• _EXERCISE TASK_
Each entry must be reproduced precisely as it stands.

• _RECORDS SHOWN_

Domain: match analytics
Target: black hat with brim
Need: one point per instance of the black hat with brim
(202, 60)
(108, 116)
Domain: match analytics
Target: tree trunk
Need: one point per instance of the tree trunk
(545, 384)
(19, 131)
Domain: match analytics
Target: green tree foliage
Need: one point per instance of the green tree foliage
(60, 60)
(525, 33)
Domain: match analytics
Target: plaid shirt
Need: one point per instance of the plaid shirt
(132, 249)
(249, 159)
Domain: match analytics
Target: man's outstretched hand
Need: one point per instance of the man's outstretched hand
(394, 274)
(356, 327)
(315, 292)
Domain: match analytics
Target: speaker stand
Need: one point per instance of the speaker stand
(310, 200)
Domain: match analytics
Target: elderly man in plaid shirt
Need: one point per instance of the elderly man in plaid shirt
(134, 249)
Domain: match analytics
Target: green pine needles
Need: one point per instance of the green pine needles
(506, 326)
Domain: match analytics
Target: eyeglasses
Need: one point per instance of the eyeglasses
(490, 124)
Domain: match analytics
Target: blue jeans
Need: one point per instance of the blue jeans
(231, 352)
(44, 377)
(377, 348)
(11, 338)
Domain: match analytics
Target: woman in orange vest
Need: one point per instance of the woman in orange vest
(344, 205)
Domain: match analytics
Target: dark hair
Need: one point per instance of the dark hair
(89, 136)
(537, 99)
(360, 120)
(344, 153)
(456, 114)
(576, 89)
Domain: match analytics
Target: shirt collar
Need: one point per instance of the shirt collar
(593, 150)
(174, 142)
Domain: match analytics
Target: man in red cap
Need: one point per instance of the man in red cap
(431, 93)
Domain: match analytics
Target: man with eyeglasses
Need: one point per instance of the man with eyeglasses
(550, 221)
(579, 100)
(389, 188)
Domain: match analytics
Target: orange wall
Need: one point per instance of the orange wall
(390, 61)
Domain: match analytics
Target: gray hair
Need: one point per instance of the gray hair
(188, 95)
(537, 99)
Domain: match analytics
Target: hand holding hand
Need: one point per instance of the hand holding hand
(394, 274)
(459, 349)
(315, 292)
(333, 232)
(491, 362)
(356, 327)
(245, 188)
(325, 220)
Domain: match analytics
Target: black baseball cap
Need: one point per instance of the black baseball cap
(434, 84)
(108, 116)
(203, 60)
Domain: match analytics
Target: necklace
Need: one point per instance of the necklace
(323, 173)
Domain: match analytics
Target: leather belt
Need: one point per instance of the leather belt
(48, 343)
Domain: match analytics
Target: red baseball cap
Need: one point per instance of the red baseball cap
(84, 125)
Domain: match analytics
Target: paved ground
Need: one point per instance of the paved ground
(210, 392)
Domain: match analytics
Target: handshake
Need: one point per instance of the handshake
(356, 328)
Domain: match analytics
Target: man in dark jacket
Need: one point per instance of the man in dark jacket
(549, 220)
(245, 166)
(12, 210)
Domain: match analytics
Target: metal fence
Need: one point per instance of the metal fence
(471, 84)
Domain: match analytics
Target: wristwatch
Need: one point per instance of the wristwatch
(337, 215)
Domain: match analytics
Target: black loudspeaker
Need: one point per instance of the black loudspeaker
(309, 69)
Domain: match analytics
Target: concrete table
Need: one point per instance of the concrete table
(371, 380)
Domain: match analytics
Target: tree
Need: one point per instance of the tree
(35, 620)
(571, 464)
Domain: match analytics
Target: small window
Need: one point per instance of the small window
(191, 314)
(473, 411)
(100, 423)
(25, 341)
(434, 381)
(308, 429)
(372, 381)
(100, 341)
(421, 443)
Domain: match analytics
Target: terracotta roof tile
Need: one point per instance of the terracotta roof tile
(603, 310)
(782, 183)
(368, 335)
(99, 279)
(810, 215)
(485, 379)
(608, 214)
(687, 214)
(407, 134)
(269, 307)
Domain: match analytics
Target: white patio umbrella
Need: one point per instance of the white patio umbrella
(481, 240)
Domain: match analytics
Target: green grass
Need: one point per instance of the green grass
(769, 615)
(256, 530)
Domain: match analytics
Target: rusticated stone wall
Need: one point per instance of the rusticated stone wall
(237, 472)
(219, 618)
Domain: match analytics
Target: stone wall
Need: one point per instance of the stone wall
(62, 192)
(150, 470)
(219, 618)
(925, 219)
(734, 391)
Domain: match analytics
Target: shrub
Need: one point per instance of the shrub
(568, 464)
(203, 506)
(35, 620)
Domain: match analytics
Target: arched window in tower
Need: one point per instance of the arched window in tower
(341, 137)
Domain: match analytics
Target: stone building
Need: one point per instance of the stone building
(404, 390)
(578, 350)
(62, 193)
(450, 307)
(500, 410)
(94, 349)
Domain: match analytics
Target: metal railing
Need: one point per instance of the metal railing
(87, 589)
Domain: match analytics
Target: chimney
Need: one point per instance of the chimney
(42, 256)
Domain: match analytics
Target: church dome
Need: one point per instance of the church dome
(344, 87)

• _CORRECT OUTPUT_
Domain: match analytics
Target: black hat with brim
Need: one point per instance of the black hat with brim
(202, 60)
(108, 116)
Domain: match analytics
Target: tree trunk
Need: one point per instance of the tree trunk
(545, 384)
(19, 131)
Domain: match analytics
Target: green tree foliage
Need: one point per instance of the green tree foliage
(60, 60)
(525, 33)
Domain: match analytics
Target: plaid shirt
Need: one point per instance of the plaid shirt
(132, 249)
(249, 159)
Domain: match analytics
Target: man's outstretched hand
Need: one point per instance of the man's outstretched hand
(394, 274)
(356, 327)
(315, 292)
Domain: match analytics
Target: speaker stand
Need: one point per instance of the speaker stand
(310, 200)
Domain: match analytics
Target: elderly man in plaid shirt
Need: one point per instance of the elderly man in plaid shirt
(134, 249)
Domain: match analytics
Target: green pine needles
Need: one point per instance of the green pine needles
(506, 326)
Domain: match analytics
Target: eyeglasses
Need: one point per instance of the eyeglasses
(490, 124)
Domain: match analytics
Target: blue jeans
Need: one point per instance of the blue jeans
(231, 352)
(44, 377)
(377, 348)
(11, 338)
Domain: match analytics
Target: woman in orange vest
Need: one point per instance of the woman in orange vest
(344, 205)
Domain: match analytics
Target: dark hair
Need: one point per instance of the dark hair
(89, 136)
(537, 99)
(360, 120)
(344, 153)
(456, 114)
(576, 89)
Domain: match analytics
Target: shirt collar
Need: one point per instance of the shirt collar
(593, 150)
(174, 142)
Domain: match analytics
Target: man in red cap
Need: one point per instance of the man in red cap
(431, 93)
Domain: match analytics
Target: man with eyeglasses
Need: one point per instance of the man with eyeglasses
(550, 221)
(579, 100)
(389, 188)
Domain: match analytics
Target: orange wall
Need: one point per instance of the orange wall
(390, 61)
Domain: match analytics
Target: gray hair
Need: one point per instance of the gray hair
(188, 95)
(537, 99)
Domain: match analytics
Target: hand holding hand
Need: one point per instance of the hand holding hand
(394, 274)
(459, 349)
(315, 292)
(333, 232)
(491, 362)
(356, 327)
(245, 188)
(325, 220)
Domain: match analytics
Target: black baseball cap
Need: one point per instance of the black baseball cap
(434, 84)
(108, 116)
(203, 60)
Domain: match analytics
Target: necklace
Need: one point per instance of the necklace
(323, 173)
Domain: match analytics
Target: leather belt
Need: one point per instance of the leather belt
(48, 343)
Domain: match analytics
Target: red baseball cap
Need: one point per instance of the red baseball cap
(84, 125)
Domain: match analytics
Target: paved ground
Need: one point per instance of the paved ground
(210, 392)
Domain: match analytics
Target: handshake
Need: one point per instance of the handshake
(356, 328)
Domain: match analytics
Target: man in dark jacket
Need: one point per instance of the man in dark jacket
(549, 220)
(245, 166)
(12, 210)
Domain: match analytics
Target: metal fence
Need: one point per instance of the metal fence
(471, 84)
Domain: match analytics
Target: wristwatch
Need: one point per instance of the wristwatch
(337, 215)
Domain: match analytics
Target: black loudspeaker
Need: one point per instance of the black loudspeaker
(309, 69)
Domain: match analytics
Target: concrete table
Need: one point per instance of the concrete table
(371, 380)
Domain: match analytics
Target: tree
Need: one point per instance of the tree
(35, 620)
(571, 464)
Domain: match analytics
Target: small window
Need: one point per instance of the small window
(191, 314)
(473, 411)
(100, 423)
(25, 341)
(434, 381)
(308, 429)
(372, 381)
(100, 341)
(421, 443)
Domain: match analytics
Target: terracotta roof tile
Need: one point per instance of the terracotta roof tile
(603, 310)
(782, 183)
(368, 335)
(99, 279)
(810, 215)
(485, 379)
(608, 214)
(687, 214)
(407, 134)
(269, 307)
Domain: match analytics
Target: white patio umbrella
Need: one point per instance of the white patio umbrella
(481, 240)
Domain: match analytics
Target: green grass
Need: one point per instance of the green grass
(769, 615)
(256, 530)
Domain: match analytics
Target: rusticated stone wall
Need: one point per instance of the rusticated stone wall
(237, 472)
(219, 618)
Domain: match analytics
Target: stone wall
Need: one point per instance of the stone wall
(62, 192)
(150, 470)
(219, 618)
(925, 219)
(734, 391)
Domain: match analytics
Target: shrub
Need: one point per instance of the shrub
(568, 464)
(203, 506)
(35, 620)
Domain: match analytics
Target: arched window in tower
Need: one point per instance of the arched window in tower
(341, 137)
Domain: match analytics
Target: stone building
Need: one point per instance of the stone building
(404, 390)
(578, 350)
(62, 193)
(450, 307)
(500, 410)
(94, 349)
Domain: match analytics
Target: metal railing
Need: one point per instance of the metal railing
(87, 589)
Domain: match analytics
Target: chimney
Need: one point per instance of the chimney
(42, 256)
Domain: match analytics
Target: church dome
Need: one point per instance of the church dome
(344, 87)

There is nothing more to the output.